** START DATA SUPPLIED **

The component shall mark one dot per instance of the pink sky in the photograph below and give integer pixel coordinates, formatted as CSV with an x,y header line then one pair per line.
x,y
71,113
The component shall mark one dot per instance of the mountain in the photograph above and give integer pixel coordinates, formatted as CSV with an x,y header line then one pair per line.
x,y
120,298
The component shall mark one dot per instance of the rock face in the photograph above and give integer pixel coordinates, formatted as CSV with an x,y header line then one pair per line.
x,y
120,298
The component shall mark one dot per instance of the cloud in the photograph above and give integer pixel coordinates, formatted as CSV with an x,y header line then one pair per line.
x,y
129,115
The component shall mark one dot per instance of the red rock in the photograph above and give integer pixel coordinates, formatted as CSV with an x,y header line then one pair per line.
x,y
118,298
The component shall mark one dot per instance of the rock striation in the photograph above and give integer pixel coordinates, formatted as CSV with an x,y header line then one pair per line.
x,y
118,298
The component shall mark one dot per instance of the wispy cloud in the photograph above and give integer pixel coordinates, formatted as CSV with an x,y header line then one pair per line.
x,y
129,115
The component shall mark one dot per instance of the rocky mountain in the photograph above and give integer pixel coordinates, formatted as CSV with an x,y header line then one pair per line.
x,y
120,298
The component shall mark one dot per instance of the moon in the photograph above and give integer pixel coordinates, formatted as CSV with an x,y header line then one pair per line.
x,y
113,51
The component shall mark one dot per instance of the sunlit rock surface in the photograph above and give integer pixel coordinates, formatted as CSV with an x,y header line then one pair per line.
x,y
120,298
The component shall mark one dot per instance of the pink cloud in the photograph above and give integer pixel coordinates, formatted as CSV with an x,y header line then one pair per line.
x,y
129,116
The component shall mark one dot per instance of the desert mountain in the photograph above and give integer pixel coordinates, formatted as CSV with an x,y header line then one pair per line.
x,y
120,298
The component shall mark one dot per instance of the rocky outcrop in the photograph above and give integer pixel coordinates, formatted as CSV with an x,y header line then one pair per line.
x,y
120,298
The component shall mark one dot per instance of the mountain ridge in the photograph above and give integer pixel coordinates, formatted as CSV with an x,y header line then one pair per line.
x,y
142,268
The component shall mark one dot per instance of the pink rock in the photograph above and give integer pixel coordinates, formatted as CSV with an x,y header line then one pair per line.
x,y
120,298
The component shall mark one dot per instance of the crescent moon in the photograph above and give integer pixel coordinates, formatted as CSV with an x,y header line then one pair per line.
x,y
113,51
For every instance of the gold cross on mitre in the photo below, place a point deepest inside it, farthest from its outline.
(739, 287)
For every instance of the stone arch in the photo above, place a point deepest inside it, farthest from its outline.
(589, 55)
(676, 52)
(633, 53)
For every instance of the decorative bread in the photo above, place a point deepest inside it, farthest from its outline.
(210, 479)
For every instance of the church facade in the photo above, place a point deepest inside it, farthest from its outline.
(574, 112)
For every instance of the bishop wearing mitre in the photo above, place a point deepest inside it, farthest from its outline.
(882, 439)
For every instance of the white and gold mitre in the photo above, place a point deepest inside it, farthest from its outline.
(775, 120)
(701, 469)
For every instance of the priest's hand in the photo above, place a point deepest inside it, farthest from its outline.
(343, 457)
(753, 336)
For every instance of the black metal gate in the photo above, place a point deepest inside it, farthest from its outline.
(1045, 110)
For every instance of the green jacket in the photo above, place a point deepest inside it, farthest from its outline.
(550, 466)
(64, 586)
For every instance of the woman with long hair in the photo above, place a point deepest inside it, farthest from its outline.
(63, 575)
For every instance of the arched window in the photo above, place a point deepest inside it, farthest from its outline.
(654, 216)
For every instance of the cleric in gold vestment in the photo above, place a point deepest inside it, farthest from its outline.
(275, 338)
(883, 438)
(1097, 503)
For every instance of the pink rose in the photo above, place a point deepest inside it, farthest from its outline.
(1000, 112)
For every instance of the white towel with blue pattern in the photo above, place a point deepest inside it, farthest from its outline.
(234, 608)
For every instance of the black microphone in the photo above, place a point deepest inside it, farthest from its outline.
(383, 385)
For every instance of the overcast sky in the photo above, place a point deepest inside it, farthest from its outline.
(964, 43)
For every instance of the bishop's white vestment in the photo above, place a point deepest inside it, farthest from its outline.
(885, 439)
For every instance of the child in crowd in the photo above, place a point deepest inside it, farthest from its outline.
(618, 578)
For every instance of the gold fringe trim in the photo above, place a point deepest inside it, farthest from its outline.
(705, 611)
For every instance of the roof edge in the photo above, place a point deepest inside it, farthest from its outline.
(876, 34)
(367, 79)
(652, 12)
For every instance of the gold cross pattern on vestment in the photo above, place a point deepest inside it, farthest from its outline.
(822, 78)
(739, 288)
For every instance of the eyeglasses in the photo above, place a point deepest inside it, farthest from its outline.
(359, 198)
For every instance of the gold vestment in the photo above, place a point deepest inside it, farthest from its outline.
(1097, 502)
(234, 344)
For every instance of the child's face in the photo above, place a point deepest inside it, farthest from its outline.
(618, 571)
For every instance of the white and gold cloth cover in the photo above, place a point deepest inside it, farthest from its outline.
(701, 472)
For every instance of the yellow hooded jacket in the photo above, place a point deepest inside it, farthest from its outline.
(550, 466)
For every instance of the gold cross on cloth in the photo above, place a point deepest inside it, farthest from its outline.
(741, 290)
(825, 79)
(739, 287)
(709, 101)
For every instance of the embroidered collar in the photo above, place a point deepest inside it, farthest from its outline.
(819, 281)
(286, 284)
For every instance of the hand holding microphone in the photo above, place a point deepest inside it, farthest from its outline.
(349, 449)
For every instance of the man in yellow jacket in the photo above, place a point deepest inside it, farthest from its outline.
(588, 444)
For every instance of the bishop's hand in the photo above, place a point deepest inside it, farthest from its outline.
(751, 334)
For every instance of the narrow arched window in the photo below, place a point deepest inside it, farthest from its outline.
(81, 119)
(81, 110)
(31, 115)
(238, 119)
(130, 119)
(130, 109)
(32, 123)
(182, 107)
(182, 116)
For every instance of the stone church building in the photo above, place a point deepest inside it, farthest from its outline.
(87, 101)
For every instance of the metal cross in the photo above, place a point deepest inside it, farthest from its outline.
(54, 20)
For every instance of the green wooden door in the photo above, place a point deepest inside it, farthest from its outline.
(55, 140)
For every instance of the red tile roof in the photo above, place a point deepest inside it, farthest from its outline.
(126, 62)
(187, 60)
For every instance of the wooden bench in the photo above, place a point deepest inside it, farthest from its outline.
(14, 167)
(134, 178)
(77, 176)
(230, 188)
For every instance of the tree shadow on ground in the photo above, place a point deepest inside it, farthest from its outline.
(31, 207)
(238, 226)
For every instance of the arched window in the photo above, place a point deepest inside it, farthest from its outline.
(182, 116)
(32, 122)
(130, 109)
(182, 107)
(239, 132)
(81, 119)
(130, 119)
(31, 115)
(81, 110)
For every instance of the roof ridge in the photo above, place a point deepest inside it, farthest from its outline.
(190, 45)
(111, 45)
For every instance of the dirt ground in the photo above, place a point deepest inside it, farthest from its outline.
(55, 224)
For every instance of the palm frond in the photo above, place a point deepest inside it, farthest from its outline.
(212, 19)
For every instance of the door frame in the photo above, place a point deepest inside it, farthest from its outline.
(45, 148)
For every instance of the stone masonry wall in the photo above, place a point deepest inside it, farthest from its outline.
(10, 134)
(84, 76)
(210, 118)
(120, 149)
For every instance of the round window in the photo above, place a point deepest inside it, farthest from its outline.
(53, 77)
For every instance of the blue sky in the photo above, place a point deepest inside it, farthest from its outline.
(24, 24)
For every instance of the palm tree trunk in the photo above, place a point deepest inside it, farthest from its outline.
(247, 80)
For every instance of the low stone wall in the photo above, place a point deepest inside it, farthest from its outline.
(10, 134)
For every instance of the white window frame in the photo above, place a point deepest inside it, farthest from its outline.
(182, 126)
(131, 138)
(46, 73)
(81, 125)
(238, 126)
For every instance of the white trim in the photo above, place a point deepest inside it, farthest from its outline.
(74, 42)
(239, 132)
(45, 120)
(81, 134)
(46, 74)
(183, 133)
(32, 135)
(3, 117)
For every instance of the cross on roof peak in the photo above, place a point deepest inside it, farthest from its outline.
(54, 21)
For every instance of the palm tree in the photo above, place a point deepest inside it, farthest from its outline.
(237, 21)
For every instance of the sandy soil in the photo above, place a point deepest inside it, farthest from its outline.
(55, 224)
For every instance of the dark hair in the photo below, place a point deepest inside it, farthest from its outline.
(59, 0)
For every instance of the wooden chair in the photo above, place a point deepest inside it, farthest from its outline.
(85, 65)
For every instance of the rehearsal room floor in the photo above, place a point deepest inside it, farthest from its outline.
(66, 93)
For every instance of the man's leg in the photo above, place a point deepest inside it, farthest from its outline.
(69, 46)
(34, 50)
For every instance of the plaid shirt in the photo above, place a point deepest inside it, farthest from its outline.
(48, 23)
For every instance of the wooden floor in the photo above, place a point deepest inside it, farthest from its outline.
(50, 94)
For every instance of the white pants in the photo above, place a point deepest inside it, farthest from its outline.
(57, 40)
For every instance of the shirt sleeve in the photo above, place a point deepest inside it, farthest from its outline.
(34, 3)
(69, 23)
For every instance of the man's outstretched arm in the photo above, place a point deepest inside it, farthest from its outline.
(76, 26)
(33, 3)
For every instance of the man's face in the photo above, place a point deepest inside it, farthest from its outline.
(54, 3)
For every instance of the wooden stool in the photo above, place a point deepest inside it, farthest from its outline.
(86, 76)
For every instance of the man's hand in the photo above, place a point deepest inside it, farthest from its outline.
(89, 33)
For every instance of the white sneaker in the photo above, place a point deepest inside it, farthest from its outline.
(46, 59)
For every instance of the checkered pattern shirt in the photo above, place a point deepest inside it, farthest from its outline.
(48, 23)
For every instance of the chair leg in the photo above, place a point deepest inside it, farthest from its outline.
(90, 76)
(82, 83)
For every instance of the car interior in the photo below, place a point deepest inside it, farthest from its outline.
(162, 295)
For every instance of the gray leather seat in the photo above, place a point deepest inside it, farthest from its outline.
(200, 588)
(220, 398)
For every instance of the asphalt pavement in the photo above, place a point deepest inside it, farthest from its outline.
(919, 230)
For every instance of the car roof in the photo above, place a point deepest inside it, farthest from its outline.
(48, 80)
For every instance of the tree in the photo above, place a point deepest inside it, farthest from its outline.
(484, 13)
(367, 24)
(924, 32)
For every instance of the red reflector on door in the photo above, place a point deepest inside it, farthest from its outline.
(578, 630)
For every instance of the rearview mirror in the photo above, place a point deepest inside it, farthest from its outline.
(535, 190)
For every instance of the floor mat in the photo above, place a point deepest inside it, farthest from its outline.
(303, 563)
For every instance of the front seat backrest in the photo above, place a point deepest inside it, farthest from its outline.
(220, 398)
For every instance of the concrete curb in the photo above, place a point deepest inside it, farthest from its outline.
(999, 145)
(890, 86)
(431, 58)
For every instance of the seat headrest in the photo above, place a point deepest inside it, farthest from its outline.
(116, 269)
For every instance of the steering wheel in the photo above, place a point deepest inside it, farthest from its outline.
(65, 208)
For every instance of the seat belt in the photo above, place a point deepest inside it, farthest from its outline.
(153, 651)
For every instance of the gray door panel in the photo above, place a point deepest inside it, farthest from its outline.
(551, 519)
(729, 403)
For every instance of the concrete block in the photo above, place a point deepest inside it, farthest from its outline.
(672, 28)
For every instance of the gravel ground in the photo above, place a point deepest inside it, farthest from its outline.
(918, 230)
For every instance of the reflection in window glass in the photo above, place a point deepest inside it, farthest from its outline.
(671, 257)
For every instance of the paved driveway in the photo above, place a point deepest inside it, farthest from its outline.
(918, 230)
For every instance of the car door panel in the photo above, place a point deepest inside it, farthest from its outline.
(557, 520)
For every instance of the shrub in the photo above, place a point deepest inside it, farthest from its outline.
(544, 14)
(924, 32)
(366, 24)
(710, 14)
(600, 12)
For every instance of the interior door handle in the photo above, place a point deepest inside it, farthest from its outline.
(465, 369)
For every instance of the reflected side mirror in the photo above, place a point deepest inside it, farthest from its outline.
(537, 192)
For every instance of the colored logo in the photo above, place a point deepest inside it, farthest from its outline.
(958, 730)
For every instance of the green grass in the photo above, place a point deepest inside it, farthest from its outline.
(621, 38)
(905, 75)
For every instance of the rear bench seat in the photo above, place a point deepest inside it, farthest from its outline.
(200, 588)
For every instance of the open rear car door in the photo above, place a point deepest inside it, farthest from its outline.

** END DATA SUPPLIED **

__GOAL__
Write out the lines above, starting at the line that contains "For every instance of the reflected" and ending with the final line, and nothing else; copy them exactly.

__WRITTEN REPLY__
For every instance of the reflected side mirror in the photo above, place a point deepest inside it, farthest from its outline.
(537, 192)
For every instance of the colored logo in the photo above, place a point deepest inside it, farthest from its outline.
(958, 730)
For every instance of the green grass in the photo above, place a point deepest inside it, farthest from its outline.
(621, 38)
(905, 75)
For every instance of the rear bench seat in the photo above, place a point deepest inside it, farthest from its outline.
(200, 588)
For every instance of the open rear car door in the photo above, place a point deepest inside it, farthest from its outline.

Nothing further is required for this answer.